- Problem details -
Report every line of the entries below that contains the word "water", copying each such line in full.

- Recorded data -
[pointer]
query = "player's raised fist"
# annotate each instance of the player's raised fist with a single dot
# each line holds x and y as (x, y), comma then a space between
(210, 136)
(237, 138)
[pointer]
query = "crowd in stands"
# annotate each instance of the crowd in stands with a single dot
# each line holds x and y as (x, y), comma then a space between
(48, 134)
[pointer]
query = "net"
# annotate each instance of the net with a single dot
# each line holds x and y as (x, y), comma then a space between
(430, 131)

==

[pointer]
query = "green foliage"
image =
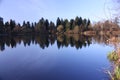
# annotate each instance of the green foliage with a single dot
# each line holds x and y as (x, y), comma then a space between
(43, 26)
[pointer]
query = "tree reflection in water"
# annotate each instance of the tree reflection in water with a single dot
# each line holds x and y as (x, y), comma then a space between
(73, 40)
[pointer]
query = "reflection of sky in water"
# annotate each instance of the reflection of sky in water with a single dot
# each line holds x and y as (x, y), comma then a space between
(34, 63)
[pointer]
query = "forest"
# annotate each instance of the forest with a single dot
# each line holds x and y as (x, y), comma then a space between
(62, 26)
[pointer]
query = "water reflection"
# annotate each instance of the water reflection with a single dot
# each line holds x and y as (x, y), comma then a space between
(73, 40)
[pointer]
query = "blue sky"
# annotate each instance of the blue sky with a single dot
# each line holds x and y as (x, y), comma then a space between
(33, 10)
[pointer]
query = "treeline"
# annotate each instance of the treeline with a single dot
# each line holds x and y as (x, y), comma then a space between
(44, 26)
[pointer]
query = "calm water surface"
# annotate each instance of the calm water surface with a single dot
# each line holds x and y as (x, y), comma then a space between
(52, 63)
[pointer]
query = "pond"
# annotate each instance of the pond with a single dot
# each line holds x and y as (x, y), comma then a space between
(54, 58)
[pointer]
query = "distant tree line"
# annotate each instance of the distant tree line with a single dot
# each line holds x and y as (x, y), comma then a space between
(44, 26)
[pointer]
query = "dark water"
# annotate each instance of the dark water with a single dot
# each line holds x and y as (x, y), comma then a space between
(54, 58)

- Solved problem -
query = "tree reflection in water"
# annotate each instance of the tree reflection in water with a single dot
query = "reflection of sky in water"
# annotate each instance of the reflection of sky in water with a single dot
query = "water reflection"
# annotate each instance of the water reflection with a single dot
query = "calm water surface"
# annotate each instance of the calm water surface with a single dot
query = "dark water"
# annotate each instance of the dark water with a single dot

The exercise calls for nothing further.